======== Data supplied ========

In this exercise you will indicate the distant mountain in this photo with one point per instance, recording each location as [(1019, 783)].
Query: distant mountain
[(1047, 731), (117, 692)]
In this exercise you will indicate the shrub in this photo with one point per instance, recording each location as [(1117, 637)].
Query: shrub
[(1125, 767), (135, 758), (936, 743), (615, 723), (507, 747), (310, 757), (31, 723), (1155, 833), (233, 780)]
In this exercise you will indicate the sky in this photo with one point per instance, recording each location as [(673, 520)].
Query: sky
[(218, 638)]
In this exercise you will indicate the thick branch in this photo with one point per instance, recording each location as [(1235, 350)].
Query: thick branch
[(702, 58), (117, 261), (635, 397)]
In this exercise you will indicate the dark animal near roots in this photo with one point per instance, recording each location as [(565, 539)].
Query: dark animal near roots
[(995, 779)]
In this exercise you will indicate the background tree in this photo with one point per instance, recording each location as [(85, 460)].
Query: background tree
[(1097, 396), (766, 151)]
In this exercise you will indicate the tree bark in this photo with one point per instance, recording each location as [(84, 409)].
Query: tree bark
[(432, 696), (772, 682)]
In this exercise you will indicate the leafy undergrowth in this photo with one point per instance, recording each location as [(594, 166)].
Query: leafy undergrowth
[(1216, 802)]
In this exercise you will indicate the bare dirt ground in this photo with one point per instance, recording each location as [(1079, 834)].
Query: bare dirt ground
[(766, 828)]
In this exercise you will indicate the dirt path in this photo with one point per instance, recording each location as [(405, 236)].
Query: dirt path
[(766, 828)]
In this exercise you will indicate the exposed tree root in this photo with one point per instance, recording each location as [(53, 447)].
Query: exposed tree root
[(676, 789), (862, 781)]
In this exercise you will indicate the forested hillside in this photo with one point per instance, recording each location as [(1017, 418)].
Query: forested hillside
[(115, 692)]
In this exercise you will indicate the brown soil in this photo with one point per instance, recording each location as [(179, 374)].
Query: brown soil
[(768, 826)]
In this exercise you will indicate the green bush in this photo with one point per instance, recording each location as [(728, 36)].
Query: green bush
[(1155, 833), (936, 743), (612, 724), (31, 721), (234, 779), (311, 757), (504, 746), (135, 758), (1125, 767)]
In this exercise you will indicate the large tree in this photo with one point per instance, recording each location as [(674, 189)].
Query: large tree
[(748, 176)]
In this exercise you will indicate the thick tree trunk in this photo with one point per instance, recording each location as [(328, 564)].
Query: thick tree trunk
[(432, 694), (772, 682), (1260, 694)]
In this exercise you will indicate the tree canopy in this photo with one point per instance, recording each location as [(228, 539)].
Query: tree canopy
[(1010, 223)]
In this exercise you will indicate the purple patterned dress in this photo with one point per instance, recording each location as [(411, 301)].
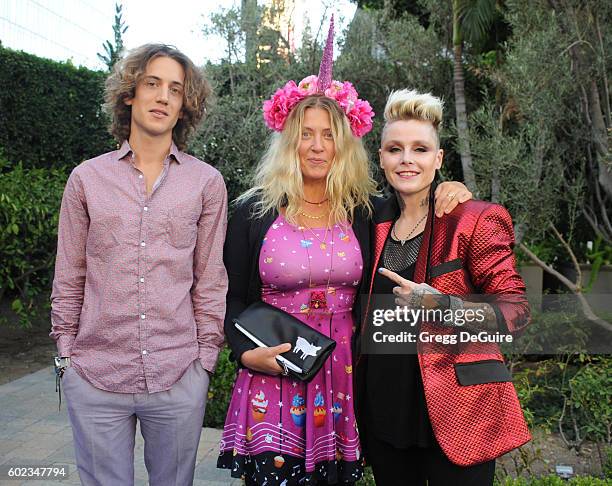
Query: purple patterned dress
[(279, 430)]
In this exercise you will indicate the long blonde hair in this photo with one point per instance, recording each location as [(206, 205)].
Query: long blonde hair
[(278, 179)]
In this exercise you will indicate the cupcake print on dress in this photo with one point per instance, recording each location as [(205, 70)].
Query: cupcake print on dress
[(260, 406), (337, 411), (298, 410), (319, 413)]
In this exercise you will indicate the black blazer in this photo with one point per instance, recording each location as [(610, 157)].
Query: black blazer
[(245, 235)]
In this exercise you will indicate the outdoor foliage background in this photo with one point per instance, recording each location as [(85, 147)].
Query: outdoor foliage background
[(538, 116)]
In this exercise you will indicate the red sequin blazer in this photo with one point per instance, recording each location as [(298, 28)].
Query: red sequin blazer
[(473, 407)]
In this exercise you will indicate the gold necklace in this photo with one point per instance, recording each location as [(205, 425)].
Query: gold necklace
[(318, 299), (322, 243), (404, 240), (310, 216)]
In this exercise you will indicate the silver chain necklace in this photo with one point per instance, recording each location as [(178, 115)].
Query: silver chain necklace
[(404, 240)]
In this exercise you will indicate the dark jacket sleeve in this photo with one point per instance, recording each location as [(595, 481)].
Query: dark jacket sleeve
[(492, 267), (237, 257)]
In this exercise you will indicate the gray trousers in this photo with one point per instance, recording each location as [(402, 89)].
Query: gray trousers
[(104, 429)]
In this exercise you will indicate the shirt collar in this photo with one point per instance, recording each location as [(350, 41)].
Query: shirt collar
[(125, 150)]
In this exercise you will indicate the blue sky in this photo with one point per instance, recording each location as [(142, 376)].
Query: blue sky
[(76, 29)]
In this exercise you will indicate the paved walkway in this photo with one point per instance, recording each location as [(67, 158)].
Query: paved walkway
[(32, 431)]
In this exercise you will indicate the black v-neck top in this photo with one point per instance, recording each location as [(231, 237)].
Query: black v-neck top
[(395, 408)]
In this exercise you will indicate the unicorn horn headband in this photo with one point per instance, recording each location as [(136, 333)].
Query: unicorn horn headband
[(359, 113)]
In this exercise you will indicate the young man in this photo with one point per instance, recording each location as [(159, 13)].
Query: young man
[(139, 291)]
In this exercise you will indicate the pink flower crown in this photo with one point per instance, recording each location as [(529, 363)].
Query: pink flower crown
[(359, 112)]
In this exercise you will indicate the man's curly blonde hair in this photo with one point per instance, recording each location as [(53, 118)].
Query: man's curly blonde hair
[(122, 82)]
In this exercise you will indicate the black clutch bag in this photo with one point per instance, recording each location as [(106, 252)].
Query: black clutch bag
[(268, 326)]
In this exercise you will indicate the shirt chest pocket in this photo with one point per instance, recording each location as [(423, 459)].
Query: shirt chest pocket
[(181, 230)]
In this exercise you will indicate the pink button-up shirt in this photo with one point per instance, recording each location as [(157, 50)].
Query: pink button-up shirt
[(139, 287)]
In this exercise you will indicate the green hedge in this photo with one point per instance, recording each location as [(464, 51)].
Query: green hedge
[(50, 111), (29, 209)]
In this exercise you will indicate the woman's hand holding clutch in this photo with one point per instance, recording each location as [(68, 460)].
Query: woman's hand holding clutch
[(263, 360)]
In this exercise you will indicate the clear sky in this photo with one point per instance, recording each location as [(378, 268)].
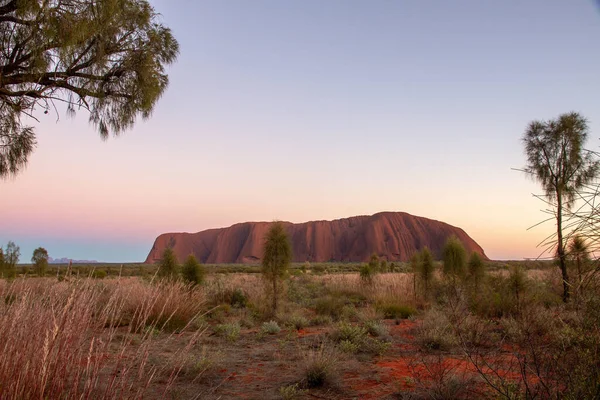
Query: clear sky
[(304, 110)]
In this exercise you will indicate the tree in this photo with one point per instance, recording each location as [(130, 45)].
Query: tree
[(426, 269), (557, 159), (40, 260), (11, 259), (415, 267), (455, 258), (107, 57), (374, 262), (167, 267), (383, 267), (277, 255), (476, 268), (193, 272), (580, 257)]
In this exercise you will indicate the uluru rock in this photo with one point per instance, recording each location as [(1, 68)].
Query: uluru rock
[(394, 236)]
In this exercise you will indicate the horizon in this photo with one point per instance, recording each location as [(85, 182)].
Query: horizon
[(320, 111)]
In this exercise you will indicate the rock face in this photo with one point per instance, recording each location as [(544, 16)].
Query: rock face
[(394, 236)]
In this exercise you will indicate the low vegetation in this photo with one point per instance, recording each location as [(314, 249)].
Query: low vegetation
[(459, 328)]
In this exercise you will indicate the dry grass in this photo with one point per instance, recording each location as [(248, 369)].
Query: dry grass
[(386, 288), (57, 339)]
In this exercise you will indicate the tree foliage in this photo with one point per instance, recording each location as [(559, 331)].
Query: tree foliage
[(579, 255), (40, 261), (11, 259), (454, 257), (425, 269), (167, 267), (374, 262), (107, 57), (476, 268), (277, 256), (193, 272), (556, 158)]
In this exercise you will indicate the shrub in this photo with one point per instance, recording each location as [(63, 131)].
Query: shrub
[(376, 328), (367, 274), (455, 258), (346, 331), (270, 328), (277, 255), (297, 322), (238, 298), (435, 332), (395, 311), (476, 269), (330, 306), (40, 261), (347, 346), (167, 267), (425, 269), (374, 263), (518, 282), (193, 272), (99, 274), (291, 392), (231, 332), (320, 366), (321, 320)]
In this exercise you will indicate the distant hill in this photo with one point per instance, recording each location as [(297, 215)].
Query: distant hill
[(394, 236), (65, 260)]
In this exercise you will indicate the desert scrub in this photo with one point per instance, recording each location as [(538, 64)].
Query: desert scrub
[(347, 332), (355, 339), (321, 320), (270, 328), (347, 346), (395, 311), (297, 322), (77, 340), (435, 332), (231, 331), (330, 306), (375, 328), (320, 366), (291, 392)]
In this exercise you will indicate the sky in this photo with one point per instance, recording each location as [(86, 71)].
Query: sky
[(309, 110)]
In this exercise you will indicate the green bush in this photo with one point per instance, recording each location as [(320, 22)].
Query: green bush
[(320, 366), (167, 267), (99, 274), (436, 332), (297, 322), (455, 258), (270, 328), (330, 306), (375, 328), (321, 320), (238, 299), (231, 332), (193, 272), (395, 311), (367, 274)]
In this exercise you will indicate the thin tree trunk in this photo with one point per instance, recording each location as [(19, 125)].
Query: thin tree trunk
[(562, 262), (274, 297)]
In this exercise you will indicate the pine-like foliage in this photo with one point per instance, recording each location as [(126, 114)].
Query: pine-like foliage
[(556, 158), (193, 272), (104, 56), (40, 261), (454, 257), (277, 256), (167, 268)]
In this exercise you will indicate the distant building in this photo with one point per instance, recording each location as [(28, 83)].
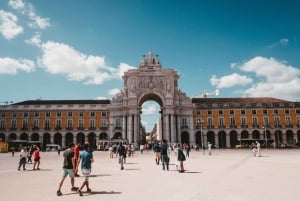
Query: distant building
[(221, 121)]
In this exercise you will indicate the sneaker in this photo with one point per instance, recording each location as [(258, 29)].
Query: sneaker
[(74, 189), (58, 193)]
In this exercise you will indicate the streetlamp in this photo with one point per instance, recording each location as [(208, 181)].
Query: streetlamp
[(276, 133)]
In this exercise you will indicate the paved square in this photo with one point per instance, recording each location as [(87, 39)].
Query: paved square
[(226, 175)]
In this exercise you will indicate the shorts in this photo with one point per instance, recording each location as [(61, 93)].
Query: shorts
[(69, 172), (86, 173)]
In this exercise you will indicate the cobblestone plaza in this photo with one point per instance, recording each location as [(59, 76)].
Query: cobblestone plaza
[(226, 175)]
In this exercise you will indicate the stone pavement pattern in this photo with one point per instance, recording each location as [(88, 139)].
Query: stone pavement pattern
[(227, 175)]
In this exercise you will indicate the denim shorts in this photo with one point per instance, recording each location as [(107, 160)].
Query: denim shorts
[(69, 172)]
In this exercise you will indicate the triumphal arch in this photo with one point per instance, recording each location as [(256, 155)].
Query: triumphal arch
[(152, 82)]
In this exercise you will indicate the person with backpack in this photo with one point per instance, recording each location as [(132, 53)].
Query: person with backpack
[(164, 154), (180, 157), (157, 152)]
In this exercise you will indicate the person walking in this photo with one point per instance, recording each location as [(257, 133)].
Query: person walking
[(180, 158), (187, 150), (22, 161), (68, 168), (86, 158), (157, 152), (209, 148), (76, 156), (122, 155), (164, 154), (36, 158), (29, 154), (258, 148)]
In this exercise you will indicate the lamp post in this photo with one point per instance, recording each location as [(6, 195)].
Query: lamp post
[(266, 136), (202, 136), (203, 145), (276, 133)]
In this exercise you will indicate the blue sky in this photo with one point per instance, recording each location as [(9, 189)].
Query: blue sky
[(78, 49)]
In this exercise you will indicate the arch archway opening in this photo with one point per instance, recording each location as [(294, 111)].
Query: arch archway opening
[(150, 118)]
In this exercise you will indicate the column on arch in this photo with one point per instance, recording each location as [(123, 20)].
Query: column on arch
[(124, 132), (217, 140), (167, 127), (173, 129), (136, 134), (129, 128)]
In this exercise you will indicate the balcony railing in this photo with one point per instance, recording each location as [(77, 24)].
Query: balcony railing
[(222, 126), (210, 126), (233, 126)]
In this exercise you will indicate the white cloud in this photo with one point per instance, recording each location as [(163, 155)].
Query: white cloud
[(284, 41), (28, 10), (276, 79), (270, 69), (16, 4), (12, 66), (35, 40), (114, 91), (228, 81), (8, 25), (124, 68)]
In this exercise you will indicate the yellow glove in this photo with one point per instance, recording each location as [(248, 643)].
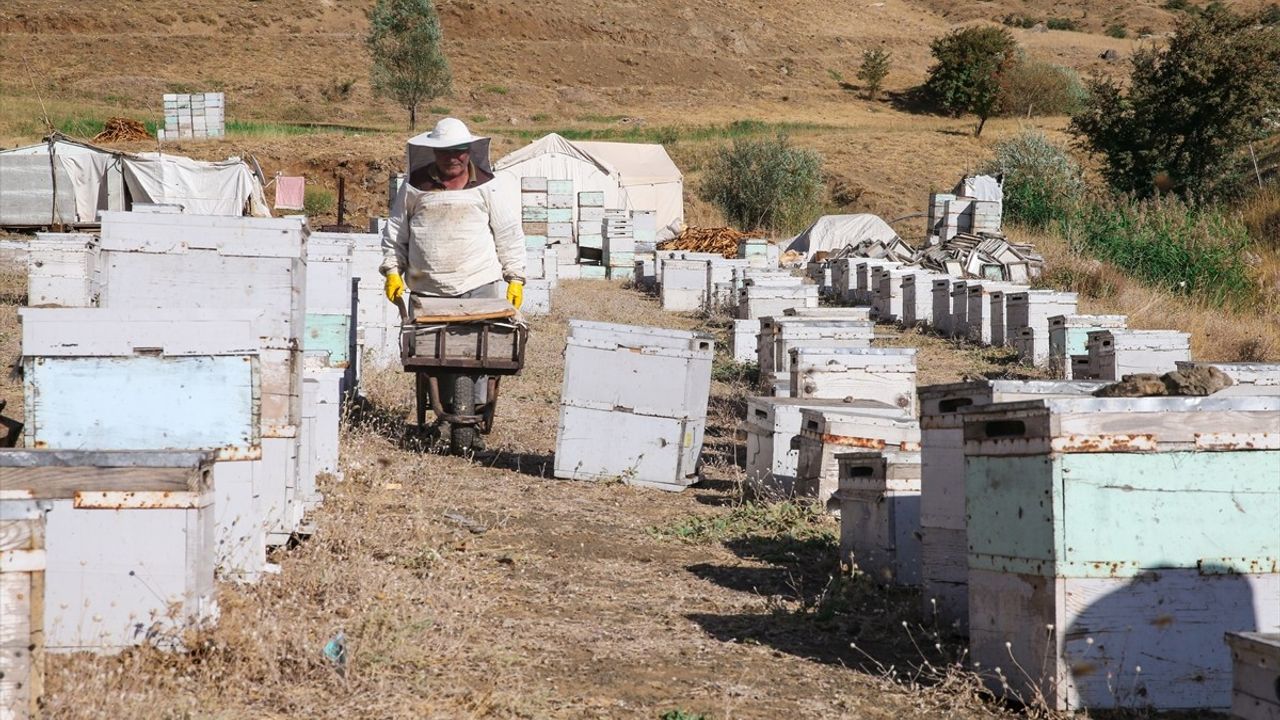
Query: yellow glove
[(516, 292), (394, 287)]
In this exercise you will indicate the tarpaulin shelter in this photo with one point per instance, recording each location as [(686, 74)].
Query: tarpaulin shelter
[(832, 232), (68, 182), (632, 176)]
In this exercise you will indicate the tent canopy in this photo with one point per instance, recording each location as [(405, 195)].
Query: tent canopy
[(832, 232), (632, 176)]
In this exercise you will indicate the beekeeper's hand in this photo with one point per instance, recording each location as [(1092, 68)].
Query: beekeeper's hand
[(394, 287), (516, 292)]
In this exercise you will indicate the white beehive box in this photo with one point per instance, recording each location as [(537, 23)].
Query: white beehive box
[(1118, 352), (880, 515), (634, 405), (773, 437), (760, 301), (978, 317), (22, 606), (942, 305), (1262, 374), (328, 299), (63, 270), (684, 285), (1255, 675), (942, 514), (745, 341), (883, 374), (1069, 336), (1032, 309), (918, 297), (1110, 546), (827, 433), (128, 545)]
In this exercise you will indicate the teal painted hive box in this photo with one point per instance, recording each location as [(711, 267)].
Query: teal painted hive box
[(1114, 541)]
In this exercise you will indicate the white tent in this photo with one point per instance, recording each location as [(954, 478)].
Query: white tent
[(632, 176), (59, 182), (650, 180), (832, 232), (67, 182)]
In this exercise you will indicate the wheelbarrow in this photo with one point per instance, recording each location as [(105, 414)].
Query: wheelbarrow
[(452, 345)]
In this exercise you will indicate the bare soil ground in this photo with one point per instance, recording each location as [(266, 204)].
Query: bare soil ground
[(543, 597)]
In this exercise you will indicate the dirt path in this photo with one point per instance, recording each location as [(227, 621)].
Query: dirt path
[(575, 600)]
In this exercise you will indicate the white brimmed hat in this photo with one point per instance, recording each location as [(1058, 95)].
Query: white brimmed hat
[(449, 132)]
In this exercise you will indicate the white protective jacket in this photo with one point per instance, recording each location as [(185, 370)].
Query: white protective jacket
[(447, 242)]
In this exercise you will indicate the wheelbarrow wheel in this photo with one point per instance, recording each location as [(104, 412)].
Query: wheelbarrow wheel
[(462, 438)]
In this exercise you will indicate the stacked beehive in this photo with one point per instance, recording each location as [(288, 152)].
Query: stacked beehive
[(1114, 541), (634, 404), (193, 115)]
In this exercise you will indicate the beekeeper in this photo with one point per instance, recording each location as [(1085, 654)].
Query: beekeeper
[(451, 233)]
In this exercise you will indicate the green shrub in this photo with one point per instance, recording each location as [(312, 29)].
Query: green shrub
[(1170, 244), (766, 185), (1042, 182), (318, 201), (1064, 23), (968, 64), (1036, 87)]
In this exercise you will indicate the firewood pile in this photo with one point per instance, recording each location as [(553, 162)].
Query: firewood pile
[(707, 240), (122, 130)]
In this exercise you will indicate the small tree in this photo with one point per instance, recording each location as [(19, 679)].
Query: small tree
[(1183, 119), (766, 185), (873, 71), (408, 63), (965, 77)]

========

Express the lines beginning with the one containing "In this exercise you will indicate the sneaker" and ending with the one containing "[(74, 189), (58, 193)]", both included, as a JSON list of strings with one string per line and blank lines omitted.

The response:
[
  "In this exercise you will indicate the sneaker in this photo with one point per instance, recording each location as [(258, 29)].",
  "Query: sneaker",
  "[(74, 189), (58, 193)]"
]